▶ AIM: Extract, verbatim, all lines starting at the one containing "If you could spot the wasp leg" and ending with the final line of the listing, and no others.

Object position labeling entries

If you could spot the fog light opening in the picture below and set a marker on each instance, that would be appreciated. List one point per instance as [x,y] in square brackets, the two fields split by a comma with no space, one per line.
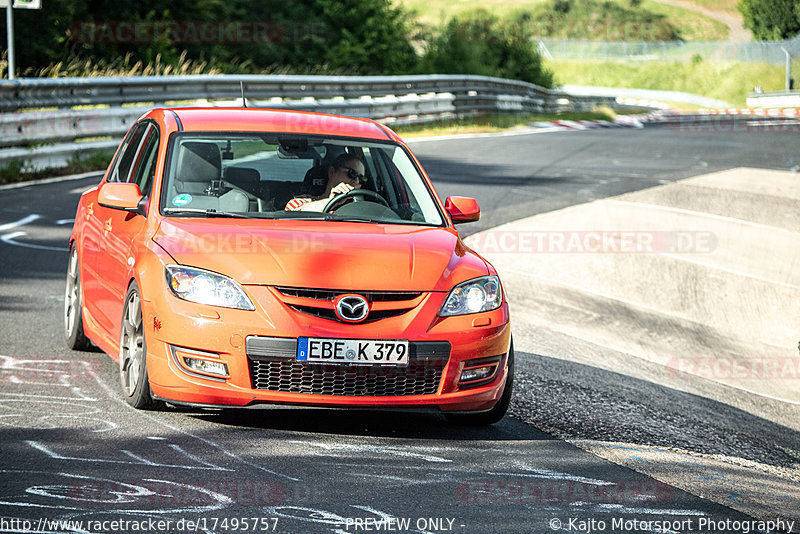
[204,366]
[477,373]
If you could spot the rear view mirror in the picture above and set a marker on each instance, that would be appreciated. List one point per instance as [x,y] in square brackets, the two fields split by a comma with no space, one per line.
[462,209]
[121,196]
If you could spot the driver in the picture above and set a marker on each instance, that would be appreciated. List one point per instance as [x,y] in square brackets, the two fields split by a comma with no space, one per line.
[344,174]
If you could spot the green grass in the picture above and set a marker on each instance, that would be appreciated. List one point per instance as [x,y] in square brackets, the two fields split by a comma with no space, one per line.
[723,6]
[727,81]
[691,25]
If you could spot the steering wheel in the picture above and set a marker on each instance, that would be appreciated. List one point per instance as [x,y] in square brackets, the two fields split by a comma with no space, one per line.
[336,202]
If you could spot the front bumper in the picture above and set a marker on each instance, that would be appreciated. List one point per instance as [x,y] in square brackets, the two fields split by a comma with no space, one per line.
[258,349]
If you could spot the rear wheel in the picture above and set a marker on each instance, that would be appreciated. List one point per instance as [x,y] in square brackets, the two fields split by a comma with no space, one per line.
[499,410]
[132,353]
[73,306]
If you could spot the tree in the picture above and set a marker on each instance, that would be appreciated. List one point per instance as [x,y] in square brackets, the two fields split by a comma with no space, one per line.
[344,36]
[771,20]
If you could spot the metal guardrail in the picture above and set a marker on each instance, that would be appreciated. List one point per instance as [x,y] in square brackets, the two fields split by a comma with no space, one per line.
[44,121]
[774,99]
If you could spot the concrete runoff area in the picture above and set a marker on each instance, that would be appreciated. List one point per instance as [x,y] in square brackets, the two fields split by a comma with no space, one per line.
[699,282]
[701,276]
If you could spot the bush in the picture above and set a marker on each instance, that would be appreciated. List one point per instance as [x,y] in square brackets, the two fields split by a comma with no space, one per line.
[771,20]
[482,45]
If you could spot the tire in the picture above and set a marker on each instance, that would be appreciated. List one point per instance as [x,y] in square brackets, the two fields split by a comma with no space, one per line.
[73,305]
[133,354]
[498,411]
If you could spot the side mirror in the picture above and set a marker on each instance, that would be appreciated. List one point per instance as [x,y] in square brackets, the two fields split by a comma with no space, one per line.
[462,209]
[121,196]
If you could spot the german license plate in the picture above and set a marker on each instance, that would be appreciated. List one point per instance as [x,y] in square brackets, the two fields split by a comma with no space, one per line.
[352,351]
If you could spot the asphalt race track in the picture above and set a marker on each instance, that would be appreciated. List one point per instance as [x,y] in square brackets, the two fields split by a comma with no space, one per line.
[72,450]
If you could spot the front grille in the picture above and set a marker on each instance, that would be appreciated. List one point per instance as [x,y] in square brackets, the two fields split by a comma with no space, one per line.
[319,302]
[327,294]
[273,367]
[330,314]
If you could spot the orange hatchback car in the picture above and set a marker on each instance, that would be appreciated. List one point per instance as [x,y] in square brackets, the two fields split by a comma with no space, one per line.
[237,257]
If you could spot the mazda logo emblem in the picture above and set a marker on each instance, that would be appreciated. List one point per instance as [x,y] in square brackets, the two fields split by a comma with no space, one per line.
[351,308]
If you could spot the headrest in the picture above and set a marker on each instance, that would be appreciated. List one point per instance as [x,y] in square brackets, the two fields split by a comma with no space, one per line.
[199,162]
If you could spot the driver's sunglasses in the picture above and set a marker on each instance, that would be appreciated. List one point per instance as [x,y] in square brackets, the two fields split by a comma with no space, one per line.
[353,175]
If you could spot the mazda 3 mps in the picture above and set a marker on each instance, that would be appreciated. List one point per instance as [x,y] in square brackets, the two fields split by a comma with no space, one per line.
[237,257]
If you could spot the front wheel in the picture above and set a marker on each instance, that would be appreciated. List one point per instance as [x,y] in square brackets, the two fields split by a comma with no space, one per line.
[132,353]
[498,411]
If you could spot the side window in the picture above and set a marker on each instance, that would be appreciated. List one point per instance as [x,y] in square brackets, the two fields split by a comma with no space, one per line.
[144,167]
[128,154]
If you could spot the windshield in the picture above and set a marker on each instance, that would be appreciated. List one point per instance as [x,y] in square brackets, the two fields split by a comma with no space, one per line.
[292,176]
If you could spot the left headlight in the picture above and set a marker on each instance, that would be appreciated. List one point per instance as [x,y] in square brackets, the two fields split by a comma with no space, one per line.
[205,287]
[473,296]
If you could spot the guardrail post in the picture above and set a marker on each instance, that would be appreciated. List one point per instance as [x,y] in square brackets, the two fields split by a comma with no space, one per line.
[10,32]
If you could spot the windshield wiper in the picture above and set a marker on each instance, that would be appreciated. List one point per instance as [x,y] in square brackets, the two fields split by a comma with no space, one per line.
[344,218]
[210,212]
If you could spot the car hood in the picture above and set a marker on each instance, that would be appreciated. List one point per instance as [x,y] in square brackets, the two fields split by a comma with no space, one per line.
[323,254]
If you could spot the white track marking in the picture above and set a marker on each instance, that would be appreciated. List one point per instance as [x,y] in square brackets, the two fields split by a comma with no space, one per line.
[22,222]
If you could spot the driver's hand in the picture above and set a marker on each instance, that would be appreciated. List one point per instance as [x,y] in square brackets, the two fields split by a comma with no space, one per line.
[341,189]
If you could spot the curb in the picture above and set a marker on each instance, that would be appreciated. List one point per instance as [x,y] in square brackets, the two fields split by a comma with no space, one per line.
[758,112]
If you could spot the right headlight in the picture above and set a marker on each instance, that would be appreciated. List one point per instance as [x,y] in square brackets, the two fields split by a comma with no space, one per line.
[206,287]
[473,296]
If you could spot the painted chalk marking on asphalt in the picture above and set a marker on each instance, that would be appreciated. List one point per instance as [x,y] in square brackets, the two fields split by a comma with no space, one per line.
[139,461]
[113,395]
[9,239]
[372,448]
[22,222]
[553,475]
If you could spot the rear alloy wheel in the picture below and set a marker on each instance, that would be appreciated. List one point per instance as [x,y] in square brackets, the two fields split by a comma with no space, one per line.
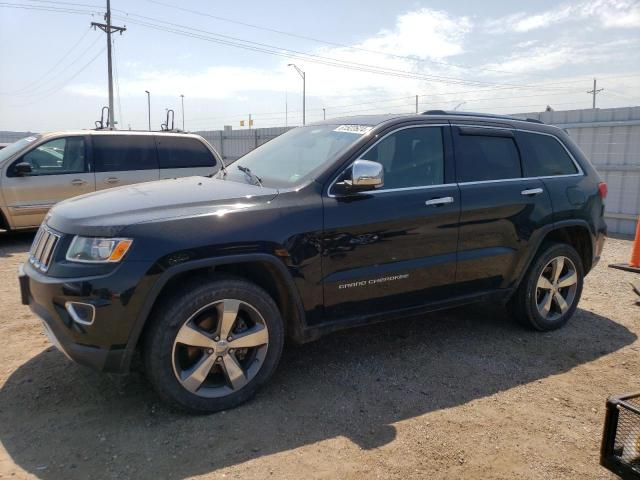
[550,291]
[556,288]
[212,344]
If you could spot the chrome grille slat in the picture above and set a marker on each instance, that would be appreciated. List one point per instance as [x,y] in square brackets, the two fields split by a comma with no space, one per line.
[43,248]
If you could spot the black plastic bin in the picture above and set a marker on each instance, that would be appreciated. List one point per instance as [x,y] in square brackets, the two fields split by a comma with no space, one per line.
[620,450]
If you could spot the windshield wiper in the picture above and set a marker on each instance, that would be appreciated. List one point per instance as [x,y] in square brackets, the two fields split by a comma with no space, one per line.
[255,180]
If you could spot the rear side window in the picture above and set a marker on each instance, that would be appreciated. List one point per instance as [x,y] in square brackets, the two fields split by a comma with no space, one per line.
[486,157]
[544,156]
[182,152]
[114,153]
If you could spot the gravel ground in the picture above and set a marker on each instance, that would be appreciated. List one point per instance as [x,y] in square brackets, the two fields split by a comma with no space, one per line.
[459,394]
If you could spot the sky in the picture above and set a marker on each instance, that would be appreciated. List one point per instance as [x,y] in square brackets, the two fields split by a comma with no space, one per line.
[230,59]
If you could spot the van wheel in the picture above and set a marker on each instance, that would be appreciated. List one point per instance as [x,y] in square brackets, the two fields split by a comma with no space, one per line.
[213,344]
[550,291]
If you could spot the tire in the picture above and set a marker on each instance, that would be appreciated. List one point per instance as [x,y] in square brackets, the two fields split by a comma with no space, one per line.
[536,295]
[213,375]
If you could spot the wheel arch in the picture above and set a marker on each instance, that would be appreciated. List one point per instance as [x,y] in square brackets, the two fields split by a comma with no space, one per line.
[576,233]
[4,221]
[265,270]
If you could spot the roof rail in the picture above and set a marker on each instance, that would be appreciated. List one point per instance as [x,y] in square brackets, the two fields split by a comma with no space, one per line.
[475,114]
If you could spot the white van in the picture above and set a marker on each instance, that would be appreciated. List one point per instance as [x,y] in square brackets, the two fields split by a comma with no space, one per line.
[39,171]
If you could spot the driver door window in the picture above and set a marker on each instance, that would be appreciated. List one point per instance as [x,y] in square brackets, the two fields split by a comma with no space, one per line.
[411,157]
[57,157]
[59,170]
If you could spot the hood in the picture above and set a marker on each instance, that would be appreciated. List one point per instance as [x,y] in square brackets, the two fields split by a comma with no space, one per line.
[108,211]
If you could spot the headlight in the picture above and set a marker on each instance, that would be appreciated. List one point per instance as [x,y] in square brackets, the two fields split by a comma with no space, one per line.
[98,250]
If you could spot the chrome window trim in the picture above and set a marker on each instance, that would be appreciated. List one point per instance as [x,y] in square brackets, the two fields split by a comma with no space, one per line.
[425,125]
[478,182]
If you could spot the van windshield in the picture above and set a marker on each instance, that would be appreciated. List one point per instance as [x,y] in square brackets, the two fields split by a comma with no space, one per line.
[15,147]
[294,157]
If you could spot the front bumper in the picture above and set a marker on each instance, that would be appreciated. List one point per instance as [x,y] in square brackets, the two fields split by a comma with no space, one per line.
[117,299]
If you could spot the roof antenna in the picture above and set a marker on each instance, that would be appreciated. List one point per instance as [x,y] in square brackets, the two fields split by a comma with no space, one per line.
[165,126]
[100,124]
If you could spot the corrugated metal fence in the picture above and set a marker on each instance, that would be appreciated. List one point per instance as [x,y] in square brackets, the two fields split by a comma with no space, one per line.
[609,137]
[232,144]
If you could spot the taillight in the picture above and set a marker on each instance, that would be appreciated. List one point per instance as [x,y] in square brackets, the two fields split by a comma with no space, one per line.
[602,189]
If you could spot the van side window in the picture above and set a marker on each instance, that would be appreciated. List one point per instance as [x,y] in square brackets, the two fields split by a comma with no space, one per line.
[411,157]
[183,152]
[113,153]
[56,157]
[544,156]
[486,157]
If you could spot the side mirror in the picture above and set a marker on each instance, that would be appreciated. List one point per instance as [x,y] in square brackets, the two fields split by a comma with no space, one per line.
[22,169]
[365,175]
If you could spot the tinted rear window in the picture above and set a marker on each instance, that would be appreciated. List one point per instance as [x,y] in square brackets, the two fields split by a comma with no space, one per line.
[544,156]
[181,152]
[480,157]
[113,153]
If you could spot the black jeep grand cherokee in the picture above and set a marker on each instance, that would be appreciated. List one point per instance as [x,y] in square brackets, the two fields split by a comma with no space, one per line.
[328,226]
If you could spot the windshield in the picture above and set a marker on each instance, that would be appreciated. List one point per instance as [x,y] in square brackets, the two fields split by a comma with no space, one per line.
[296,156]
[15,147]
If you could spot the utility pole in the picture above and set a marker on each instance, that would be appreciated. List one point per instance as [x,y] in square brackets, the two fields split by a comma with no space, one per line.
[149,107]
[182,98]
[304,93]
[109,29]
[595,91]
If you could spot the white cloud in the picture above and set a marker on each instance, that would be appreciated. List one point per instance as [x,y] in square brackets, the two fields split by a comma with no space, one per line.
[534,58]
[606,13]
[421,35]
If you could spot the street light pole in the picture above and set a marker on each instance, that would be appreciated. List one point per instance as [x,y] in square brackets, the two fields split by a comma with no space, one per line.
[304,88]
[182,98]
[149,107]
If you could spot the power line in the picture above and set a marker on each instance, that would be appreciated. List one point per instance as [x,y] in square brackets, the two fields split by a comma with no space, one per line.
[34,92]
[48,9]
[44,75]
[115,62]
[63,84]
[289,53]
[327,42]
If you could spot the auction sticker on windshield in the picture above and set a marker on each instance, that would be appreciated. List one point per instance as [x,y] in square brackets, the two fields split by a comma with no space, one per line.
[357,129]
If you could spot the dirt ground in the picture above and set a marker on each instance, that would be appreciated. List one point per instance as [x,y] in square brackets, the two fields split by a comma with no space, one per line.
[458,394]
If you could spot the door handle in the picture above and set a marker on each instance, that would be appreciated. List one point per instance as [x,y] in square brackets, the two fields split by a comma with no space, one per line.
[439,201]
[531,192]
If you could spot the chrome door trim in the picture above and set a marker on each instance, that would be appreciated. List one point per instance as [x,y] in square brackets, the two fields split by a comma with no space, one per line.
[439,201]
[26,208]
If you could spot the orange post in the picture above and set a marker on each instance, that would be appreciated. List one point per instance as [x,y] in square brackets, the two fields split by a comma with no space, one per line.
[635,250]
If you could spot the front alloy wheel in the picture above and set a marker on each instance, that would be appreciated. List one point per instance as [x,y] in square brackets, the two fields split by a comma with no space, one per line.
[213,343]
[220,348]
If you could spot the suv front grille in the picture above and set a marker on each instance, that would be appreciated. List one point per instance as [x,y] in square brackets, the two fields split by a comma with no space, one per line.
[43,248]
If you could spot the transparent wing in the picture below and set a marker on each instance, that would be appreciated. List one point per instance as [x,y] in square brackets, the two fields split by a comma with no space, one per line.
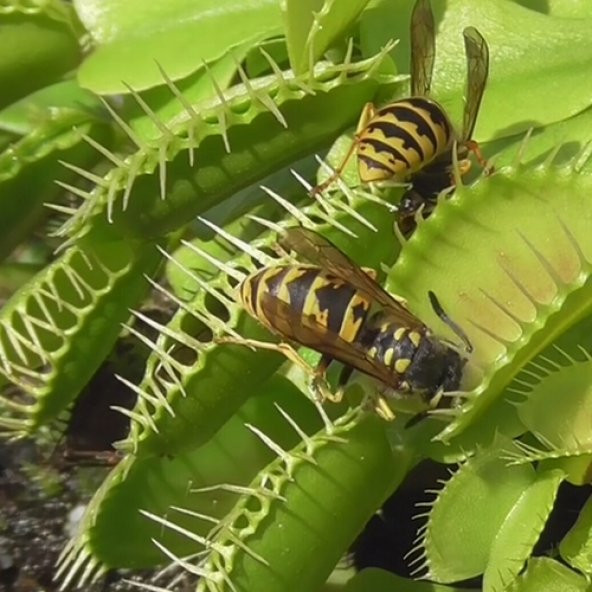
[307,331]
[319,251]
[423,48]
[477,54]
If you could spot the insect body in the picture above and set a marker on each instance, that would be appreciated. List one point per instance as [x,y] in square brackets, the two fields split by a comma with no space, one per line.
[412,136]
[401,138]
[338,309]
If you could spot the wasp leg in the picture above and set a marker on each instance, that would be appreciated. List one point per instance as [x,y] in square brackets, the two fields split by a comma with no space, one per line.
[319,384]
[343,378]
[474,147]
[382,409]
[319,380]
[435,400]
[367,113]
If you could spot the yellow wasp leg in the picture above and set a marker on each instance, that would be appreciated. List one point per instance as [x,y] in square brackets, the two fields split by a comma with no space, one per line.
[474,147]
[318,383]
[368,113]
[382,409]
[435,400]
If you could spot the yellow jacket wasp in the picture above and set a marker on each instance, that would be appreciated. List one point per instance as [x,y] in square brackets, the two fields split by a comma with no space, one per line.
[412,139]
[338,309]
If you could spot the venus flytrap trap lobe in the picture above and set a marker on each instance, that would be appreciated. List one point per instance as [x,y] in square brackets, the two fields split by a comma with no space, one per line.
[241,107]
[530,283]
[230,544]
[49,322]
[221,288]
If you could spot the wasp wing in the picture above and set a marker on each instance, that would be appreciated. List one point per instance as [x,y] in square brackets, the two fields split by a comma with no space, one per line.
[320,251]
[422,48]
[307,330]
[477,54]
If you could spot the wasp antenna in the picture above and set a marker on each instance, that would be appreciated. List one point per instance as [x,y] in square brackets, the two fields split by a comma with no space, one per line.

▶ RESPONSE FOR THIS EXERCISE:
If you could spot the wasp leg in the picture above and set a marker on each instance, that would be appreciated. List one point per instance as [x,y] in square brackets, the two fields split by a comma with no space, one per line.
[319,384]
[343,378]
[474,147]
[382,409]
[319,380]
[435,400]
[367,113]
If you could spot the yellow wasp leg in the picture above and set a marker on each instance, that would be appreciated. List one point per instance as [x,y] in square brackets, the two fields split by a comma with no space, one per line.
[474,147]
[318,383]
[368,113]
[382,409]
[435,400]
If you could spot the yellow jacket wasp in the picture above and set a marker on each instance, that would be appreciated. List one point per instance as [x,y] in square brackets, the two fields split by a comma with no space, one per line.
[412,139]
[338,309]
If you could spot the venus flytrap trap lobe in the picture above and set a marker on each instance, that would be appreciated. List one point per instance as [x,y] in square brackets, the two fields split by a comma with no space, one per line.
[241,107]
[530,283]
[230,544]
[49,322]
[221,288]
If you could spot the wasp wing in the picture above and set a marker on each instance, that would be appreciated. List one point per instance as [x,y] in square brackets, the two fields split by a comma with no space, one per line.
[320,251]
[422,48]
[307,330]
[477,54]
If you could spot the wasp antenna in the picture above and set a marker on each instance, that would be appreciated. List one point per instance as [x,y] in square brackets, the two fields split by a comma with no space, one per line.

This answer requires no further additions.